-- Records provided --
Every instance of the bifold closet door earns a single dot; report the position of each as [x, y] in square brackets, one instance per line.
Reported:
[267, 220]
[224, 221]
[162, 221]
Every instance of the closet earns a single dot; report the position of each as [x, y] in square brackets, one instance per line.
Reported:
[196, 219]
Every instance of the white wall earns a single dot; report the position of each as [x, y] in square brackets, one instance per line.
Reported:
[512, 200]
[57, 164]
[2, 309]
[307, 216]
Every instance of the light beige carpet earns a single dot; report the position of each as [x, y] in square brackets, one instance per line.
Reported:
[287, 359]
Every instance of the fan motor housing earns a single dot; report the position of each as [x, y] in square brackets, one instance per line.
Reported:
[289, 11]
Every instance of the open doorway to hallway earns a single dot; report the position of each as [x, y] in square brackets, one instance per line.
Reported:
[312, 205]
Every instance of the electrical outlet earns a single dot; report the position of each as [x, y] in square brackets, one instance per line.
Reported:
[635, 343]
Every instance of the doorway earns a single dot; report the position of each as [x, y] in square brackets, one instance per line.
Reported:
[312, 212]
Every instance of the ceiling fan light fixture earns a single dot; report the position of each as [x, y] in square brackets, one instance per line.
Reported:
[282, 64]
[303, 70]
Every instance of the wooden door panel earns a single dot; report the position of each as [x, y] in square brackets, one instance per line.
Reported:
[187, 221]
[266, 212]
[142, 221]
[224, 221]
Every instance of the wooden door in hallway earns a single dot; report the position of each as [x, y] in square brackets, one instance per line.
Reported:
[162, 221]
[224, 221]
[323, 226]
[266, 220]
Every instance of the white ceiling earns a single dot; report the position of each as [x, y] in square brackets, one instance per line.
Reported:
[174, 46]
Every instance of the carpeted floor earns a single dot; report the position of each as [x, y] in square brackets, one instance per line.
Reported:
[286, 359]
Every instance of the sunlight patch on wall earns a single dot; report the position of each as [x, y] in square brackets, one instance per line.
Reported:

-- Objective --
Present every line of the records above as a numbered list, leaving out any blank lines.

-- Completed task --
1. Every instance of the bifold closet door earns a single dot; report the position of each as [x, y] in square brackets, one instance per line.
2. Reported:
3. [267, 220]
4. [224, 221]
5. [162, 221]
6. Every instance of the closet earns a single dot; report the position of each as [x, y] in square brackets, one instance per line.
7. Reported:
8. [196, 219]
9. Every instance of the white wall earns a single dot; report the position of each as [x, y] in square brackets, one instance per line.
10. Reported:
11. [512, 200]
12. [57, 164]
13. [2, 309]
14. [307, 216]
15. Every instance of the light beige carpet earns a single dot; report the position of each as [x, y] in square brackets, one instance per line.
16. Reported:
17. [287, 359]
18. Every instance of the fan motor housing earns a single dot; report the position of each as [x, y] in square brackets, one instance per line.
19. Reported:
20. [289, 11]
21. Every instance of the open doorway to hallway earns a single dot; report the position of each as [x, y] in square brackets, one instance per line.
22. Reported:
23. [312, 205]
24. Every instance of the electrical outlet earns a single dot; report the position of each as [x, y] in square brackets, one instance per line.
25. Reported:
26. [635, 343]
27. Every instance of the doorway earns a single dot; report the position of each as [x, y] in square brackets, one instance per line.
28. Reported:
29. [312, 212]
30. Every instance of the ceiling fan light fixture earns a single dot; report the position of each as [x, y] in square brackets, one instance per line.
31. Reported:
32. [282, 64]
33. [303, 70]
34. Every instance of the wooden door panel earns a single dot; report the position of each as [x, y] in square brackets, one instance per line.
35. Reported:
36. [187, 221]
37. [266, 212]
38. [142, 221]
39. [224, 221]
40. Every instance of the wooden door in hallway earns a single dot; report the position of each as [x, y] in square brackets, one instance per line.
41. Reported:
42. [162, 221]
43. [224, 221]
44. [323, 226]
45. [266, 220]
46. Every instance of the white ceiling earns a single dot; report the position of each as [x, y] in square brackets, one instance per line.
47. Reported:
48. [174, 46]
49. Every instance of the carpeted floor earns a single dot; report the position of each as [x, y] in square brackets, one instance per line.
50. Reported:
51. [286, 359]
52. Every instance of the sunlight patch on wall earns a single dot; report the position of each as [x, y] in square brackets, one instance per line.
53. Reported:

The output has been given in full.